### Document section
-- -- --
[Mpi-forum] additional keys for MPI_COMM_SPLIT_TYPE

Jeff Hammond jhammond at alcf.anl.gov
Mon Mar 25 12:28:00 CDT 2013


Hi Sayantan,

Per Martin and Torsten, I've moved discussion of this issue to
mpi3-coll at lists.mpi-forum.org.  I'll respond to you on that list.

Best,

Jeff

On Mon, Mar 25, 2013 at 12:24 PM, Sur, Sayantan <sayantan.sur at intel.com> wrote:
> Does it make sense for some of these keys (esp. that deal with devices, multi-rail, paths etc.) to be part of the MPI Side documents?
>
> Sayantan
>
>
>> -----Original Message-----
>> From: mpi-forum-bounces at lists.mpi-forum.org [mailto:mpi-forum-
>> bounces at lists.mpi-forum.org] On Behalf Of Jim Dinan
>> Sent: Monday, March 25, 2013 7:16 AM
>> To: mpi-forum at lists.mpi-forum.org
>> Subject: Re: [Mpi-forum] additional keys for MPI_COMM_SPLIT_TYPE
>>
>> Hi Jeff,
>>
>> Please also include ticket #297 in the discussion (merge with your ticket, or
>> otherwise):
>>
>> https://svn.mpi-forum.org/trac/mpi-forum-web/ticket/297
>>
>> This ticket proposes MPI_COMM_TYPE_NEIGHBORHOOD, which looks similar
>> to MPI_COMM_TYPE_LOCALE.
>>
>>   ~Jim.
>>
>> On 3/24/13 2:36 PM, Jeff Hammond wrote:
>> > Martin encouraged me to socialize this with the Forum.  The idea here
>> > seems broader than just one working group so I'm sending to the entire
>> > Forum for feedback.
>> >
>> > See https://svn.mpi-forum.org/trac/mpi-forum-web/ticket/372.  The text
>> > is included below in case it makes it easier to read on your
>> > phone...because I know this is that urgent :-)
-- -- --
(Excerpts from point annotation data)
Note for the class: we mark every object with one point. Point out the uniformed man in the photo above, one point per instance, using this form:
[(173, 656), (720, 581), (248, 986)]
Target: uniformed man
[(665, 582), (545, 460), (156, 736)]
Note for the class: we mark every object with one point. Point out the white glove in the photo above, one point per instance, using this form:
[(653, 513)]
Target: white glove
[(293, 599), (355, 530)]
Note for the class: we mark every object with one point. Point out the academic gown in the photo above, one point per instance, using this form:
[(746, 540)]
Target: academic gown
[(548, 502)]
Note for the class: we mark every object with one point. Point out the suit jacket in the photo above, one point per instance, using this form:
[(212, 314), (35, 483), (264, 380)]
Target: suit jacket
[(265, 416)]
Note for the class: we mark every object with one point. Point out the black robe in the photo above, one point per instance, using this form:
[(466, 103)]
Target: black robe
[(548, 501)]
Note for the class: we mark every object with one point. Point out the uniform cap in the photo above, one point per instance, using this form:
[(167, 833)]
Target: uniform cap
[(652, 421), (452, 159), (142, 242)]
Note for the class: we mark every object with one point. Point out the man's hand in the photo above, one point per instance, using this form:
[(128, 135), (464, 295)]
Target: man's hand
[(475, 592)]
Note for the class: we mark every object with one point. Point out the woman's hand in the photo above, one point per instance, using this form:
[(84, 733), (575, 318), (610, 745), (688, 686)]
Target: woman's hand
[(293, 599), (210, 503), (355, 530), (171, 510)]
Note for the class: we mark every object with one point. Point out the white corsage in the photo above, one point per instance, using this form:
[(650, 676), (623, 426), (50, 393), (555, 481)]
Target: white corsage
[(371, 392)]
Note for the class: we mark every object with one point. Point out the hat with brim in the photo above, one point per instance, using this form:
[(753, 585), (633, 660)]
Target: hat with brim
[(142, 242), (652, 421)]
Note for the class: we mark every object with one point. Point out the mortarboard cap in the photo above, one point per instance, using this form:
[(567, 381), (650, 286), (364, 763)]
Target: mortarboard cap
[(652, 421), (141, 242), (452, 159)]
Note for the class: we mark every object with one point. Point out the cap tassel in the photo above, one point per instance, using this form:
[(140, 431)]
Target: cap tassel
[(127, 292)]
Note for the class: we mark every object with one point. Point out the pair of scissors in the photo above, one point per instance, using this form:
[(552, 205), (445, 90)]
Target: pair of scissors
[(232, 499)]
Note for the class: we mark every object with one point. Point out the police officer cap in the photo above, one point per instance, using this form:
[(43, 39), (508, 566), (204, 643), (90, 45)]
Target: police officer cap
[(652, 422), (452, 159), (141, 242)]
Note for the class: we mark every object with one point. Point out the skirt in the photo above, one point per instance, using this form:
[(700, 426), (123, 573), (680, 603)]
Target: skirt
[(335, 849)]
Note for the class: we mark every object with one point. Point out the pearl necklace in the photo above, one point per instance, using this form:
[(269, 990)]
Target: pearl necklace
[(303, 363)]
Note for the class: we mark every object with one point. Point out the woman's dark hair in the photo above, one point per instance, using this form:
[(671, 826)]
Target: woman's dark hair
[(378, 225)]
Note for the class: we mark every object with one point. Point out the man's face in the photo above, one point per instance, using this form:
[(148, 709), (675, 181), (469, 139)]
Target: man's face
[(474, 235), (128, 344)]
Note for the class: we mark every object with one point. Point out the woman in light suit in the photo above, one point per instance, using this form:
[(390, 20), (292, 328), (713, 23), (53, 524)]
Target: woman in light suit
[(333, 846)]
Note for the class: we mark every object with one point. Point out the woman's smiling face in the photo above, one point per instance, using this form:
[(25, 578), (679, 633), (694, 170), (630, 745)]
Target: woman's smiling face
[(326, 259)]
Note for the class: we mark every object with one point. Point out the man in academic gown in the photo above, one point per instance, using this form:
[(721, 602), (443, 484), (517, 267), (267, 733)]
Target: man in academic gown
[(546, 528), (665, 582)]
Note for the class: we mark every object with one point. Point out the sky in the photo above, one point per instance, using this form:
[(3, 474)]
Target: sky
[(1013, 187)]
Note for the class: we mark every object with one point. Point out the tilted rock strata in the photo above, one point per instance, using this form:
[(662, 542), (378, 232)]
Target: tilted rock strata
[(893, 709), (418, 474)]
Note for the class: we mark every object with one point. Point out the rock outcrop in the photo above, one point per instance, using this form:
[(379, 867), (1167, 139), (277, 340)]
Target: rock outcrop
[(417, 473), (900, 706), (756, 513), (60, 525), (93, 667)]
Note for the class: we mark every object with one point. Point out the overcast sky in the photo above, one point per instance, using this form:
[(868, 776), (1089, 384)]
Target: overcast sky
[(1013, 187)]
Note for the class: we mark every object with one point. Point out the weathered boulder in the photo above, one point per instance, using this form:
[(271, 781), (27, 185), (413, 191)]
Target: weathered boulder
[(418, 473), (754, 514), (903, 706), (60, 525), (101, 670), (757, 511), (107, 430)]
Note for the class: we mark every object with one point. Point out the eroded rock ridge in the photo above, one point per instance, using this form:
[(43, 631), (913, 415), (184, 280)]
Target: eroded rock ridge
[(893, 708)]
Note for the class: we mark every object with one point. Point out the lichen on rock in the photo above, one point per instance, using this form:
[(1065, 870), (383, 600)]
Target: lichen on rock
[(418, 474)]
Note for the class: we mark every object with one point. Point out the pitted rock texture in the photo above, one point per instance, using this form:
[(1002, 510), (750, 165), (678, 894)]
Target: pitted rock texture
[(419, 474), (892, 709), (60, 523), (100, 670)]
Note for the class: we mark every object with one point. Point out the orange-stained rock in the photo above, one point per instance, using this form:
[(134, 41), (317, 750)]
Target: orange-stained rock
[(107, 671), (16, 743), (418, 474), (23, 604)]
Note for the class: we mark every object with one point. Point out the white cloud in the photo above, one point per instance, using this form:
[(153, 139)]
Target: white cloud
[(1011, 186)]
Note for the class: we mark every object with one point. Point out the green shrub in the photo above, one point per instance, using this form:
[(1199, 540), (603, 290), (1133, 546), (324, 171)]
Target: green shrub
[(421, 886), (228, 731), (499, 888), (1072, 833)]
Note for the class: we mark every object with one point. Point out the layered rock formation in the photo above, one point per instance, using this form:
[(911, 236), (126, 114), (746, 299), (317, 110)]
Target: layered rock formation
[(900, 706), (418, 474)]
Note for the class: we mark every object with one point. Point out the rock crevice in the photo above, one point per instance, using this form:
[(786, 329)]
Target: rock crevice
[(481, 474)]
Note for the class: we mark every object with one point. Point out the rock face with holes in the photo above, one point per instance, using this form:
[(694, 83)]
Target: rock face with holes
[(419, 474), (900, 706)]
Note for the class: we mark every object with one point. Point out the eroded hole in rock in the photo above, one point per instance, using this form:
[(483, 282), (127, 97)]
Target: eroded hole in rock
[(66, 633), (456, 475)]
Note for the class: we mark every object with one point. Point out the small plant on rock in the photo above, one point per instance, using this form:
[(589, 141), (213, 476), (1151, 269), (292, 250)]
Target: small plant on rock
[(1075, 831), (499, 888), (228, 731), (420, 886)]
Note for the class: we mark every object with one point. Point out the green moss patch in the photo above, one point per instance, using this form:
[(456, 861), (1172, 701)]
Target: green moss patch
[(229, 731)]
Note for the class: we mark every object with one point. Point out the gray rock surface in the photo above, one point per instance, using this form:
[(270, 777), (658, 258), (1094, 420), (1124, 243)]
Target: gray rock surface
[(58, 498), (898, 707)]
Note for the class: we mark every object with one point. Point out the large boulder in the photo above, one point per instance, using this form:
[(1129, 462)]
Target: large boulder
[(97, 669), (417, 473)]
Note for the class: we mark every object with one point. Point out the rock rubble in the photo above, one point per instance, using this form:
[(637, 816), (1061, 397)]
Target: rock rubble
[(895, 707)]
-- -- --
### Set of tasks
a – In the listing, please substitute "bead necklace" for "pearl necklace" in the lines between the one holding "out the skirt" and the one holding "[(474, 235), (128, 344)]", inclusive. Return only those lines.
b – Resume the mailing list thread on additional keys for MPI_COMM_SPLIT_TYPE after its last line.

### Task-by-task results
a –
Note for the class: we mark every object with one point. Point out the skirt in the photo above, one point per instance, using this form:
[(700, 426), (123, 573), (680, 603)]
Target: skirt
[(335, 849)]
Note for the class: we mark every object with one point. Point out the bead necklace in the photo above, one point per instance, using this form:
[(269, 990)]
Target: bead necklace
[(303, 363)]
Note for the class: we mark every object with one point. Point out the woman's dark hair in the photo above, one point per instance, using this form:
[(671, 826)]
Target: woman's dark hair
[(378, 225)]
Note for the class: we mark every object with one point. Point out the man's face in the photo above, one point per instance, using this form:
[(148, 709), (675, 181), (469, 139)]
Target: man's face
[(474, 235), (128, 344)]

b –
>> >
>> > Jeff
>> >
>> >
>> > ---------- Forwarded message ----------
>> > From: MPI Forum <mpi-forum at lists.mpi-forum.org>
>> > Date: Sun, Mar 24, 2013 at 1:50 PM
>> > Subject: [MPI Forum] #372: additional keys for MPI_COMM_SPLIT_TYPE
>> > To:
>> >
>> >
>> > #372: additional keys for MPI_COMM_SPLIT_TYPE
>> > -------------------------------------+--------------------------------
>> > -------------------------------------+-----
>> >                       Reporter:       |                       Owner:
>> >    jhammond                           |                      Status:  new
>> >                           Type:       |                   Milestone:
>> >    Enhancements to standard           |  2013/03/11 Chicago, USA
>> >                       Priority:       |                    Keywords:
>> >    Forum feedback requested           |          Author: Bill Gropp:  0
>> >                        Version:  MPI  |          Author: Adam Moody:  0
>> >    <next>                             |       Author: Dick Treumann:  0
>> >          Implementation status:       |      Author: George Bosilca:  0
>> >    Waiting                            |  Author: Bronis de Supinski:  0
>> >            Author: Rich Graham:  0    |        Author: Jeff Squyres:  0
>> >        Author: Torsten Hoefler:  0    |   Author: Rolf Rabenseifner:  0
>> > Author: Jesper Larsson Traeff:  0    |
>> >             Author: David Solt:  0    |
>> >          Author: Rajeev Thakur:  0    |
>> >      Author: Alexander Supalov:  0    |
>> > -------------------------------------+--------------------------------
>> > -------------------------------------+-----
>> >   {{{MPI_COMM_SPLIT_TYPE}}} currently supports only on key,
>> >   {{{MPI_COMM_TYPE_SHARED}}}, which refers to shared memory
>> domains, as
>> >   supported by shared memory windows
>> ({{{MPI_WIN_ALLOCATE_SHARED}}}).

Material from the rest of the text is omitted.